**Entries supplied**
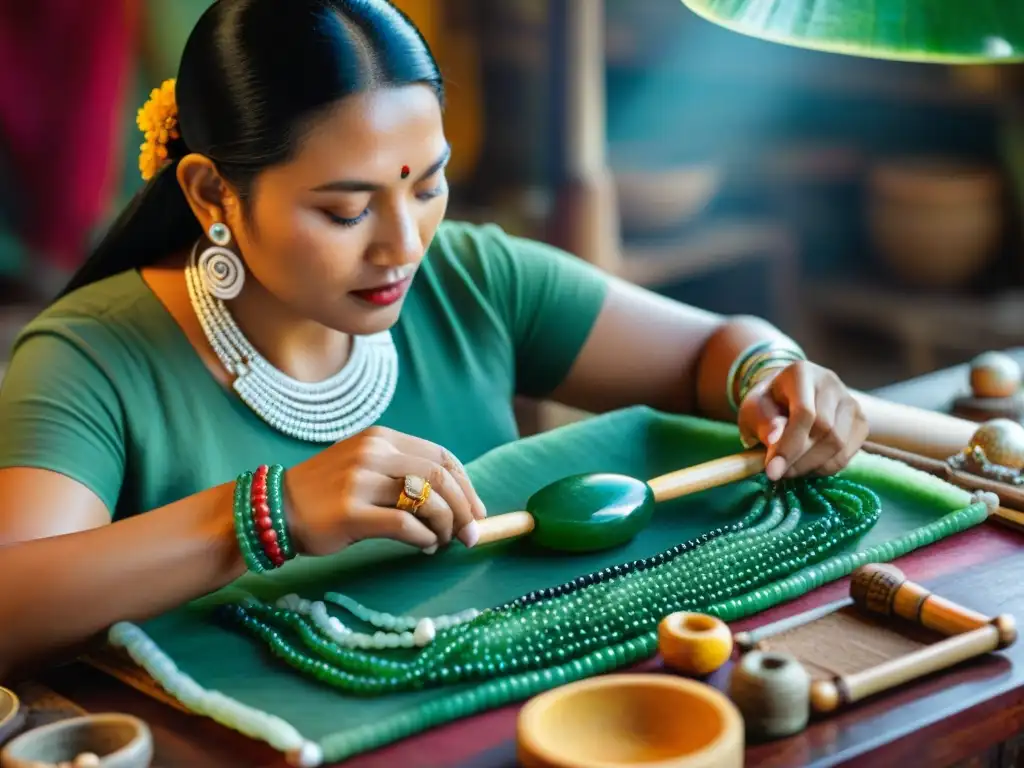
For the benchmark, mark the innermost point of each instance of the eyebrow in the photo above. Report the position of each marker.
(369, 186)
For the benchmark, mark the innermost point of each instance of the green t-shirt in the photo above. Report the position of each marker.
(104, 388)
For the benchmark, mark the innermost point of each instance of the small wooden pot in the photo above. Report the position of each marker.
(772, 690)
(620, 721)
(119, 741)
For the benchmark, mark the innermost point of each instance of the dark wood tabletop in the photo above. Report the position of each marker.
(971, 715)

--

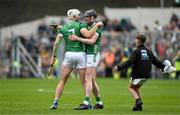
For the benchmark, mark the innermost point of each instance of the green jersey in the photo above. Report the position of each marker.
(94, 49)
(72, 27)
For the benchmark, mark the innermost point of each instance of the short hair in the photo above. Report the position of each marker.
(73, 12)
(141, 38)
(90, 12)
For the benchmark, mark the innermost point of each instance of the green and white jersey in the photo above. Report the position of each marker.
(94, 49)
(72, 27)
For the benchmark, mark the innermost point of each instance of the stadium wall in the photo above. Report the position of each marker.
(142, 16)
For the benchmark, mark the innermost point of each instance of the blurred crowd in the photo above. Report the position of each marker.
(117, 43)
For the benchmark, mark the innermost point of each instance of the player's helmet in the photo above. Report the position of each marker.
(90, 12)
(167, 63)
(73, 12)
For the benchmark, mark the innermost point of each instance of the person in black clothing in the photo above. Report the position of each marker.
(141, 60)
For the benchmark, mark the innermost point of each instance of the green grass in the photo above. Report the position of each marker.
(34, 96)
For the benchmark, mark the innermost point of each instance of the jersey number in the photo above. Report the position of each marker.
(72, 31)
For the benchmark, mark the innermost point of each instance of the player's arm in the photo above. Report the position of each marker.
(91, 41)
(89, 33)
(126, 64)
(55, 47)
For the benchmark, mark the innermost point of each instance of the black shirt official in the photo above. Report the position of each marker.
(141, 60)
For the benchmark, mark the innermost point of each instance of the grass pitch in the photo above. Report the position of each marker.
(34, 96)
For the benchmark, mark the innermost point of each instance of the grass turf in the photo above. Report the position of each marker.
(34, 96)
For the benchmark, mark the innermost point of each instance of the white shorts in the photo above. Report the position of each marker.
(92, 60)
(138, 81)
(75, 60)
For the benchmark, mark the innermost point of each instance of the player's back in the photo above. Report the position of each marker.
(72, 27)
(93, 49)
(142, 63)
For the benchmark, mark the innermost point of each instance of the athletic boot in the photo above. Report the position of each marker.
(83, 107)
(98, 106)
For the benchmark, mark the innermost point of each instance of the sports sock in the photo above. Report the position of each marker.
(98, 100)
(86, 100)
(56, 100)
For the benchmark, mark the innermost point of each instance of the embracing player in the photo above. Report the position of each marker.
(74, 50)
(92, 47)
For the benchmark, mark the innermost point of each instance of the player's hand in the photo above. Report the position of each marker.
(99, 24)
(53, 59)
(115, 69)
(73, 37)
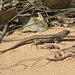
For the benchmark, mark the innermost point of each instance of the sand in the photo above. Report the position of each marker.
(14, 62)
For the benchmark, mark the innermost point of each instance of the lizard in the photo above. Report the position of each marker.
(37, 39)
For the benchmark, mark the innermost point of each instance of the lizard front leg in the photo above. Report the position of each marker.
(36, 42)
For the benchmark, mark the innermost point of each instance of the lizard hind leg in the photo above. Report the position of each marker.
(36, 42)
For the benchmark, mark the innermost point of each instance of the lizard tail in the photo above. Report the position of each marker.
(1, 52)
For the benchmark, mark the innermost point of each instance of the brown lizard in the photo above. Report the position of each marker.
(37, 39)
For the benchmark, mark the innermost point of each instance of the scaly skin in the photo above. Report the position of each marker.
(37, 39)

* * *

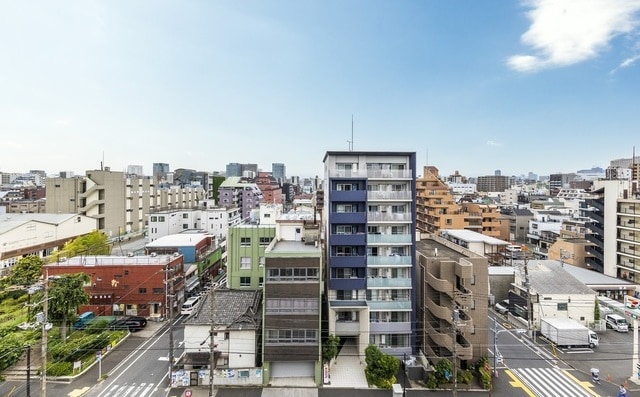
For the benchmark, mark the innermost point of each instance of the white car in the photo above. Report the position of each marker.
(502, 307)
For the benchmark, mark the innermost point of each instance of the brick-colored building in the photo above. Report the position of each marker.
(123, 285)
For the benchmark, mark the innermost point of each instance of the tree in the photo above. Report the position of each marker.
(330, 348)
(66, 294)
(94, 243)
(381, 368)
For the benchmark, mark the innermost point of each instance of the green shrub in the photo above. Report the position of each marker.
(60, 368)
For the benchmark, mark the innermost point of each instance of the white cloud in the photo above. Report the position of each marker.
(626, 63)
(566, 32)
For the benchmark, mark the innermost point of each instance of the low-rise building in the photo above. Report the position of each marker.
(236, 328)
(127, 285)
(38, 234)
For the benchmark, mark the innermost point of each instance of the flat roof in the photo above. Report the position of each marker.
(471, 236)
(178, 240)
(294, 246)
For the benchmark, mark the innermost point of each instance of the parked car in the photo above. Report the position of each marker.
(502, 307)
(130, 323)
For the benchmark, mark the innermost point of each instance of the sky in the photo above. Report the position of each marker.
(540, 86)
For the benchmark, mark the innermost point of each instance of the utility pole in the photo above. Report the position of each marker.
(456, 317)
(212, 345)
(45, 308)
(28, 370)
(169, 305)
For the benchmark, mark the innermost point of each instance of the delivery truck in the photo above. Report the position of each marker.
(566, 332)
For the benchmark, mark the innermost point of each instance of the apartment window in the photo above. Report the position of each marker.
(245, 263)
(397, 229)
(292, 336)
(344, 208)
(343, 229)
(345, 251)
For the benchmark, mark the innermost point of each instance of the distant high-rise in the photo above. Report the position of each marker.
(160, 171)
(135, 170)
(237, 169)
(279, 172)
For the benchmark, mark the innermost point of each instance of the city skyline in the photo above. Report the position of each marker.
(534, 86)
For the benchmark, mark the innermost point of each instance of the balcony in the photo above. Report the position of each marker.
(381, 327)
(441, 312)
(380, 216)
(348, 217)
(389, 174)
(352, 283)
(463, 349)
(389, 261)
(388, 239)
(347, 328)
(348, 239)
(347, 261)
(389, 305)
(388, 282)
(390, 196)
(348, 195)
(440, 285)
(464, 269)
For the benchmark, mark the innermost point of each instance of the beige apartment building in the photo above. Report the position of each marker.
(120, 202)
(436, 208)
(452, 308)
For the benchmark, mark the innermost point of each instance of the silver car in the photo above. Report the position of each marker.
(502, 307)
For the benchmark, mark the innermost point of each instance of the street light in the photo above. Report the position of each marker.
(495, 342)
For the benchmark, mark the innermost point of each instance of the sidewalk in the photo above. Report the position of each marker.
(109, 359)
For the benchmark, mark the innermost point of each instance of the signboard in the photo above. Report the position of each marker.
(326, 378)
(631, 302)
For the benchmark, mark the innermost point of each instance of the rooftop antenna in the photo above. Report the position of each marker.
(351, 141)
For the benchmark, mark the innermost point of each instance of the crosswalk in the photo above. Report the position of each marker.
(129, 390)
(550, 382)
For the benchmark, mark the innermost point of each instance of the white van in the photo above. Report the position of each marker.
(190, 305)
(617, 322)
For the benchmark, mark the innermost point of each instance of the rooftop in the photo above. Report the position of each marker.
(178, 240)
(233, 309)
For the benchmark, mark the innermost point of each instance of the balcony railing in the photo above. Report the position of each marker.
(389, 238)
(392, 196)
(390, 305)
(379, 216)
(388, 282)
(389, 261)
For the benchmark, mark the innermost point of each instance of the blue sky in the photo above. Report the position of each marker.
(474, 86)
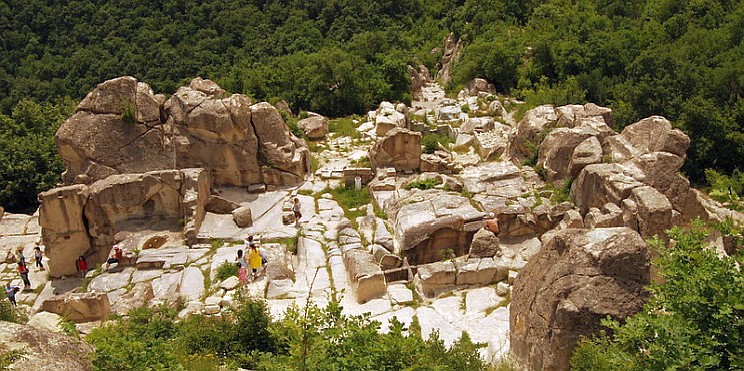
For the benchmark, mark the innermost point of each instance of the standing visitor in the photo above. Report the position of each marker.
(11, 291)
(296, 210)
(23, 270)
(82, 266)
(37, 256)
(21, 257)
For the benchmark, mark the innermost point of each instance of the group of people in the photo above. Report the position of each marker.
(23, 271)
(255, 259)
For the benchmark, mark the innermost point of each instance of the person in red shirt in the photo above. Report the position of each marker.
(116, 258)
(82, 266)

**The problem**
Which lines in the records above contain the string "player", with case counting? Return every such line in full.

**Written solution**
For the benchmark, mark the innermost point of each instance of the player's helmet in the photo above. Report the position of each marker.
For the benchmark, mark the innermost point of each instance of the player's arm in the photo above. Report the position of each marker.
For the benchmark, mark the innermost point of each instance of the player's back in the photo above. Report the position of each marker.
For the benchmark, mark the innermost point of each instance of the embracing player in the photo above. Report the position of each marker.
For the benchmark, mark the innermost point of each instance of the player's hand in the photo above. Report the position of each marker.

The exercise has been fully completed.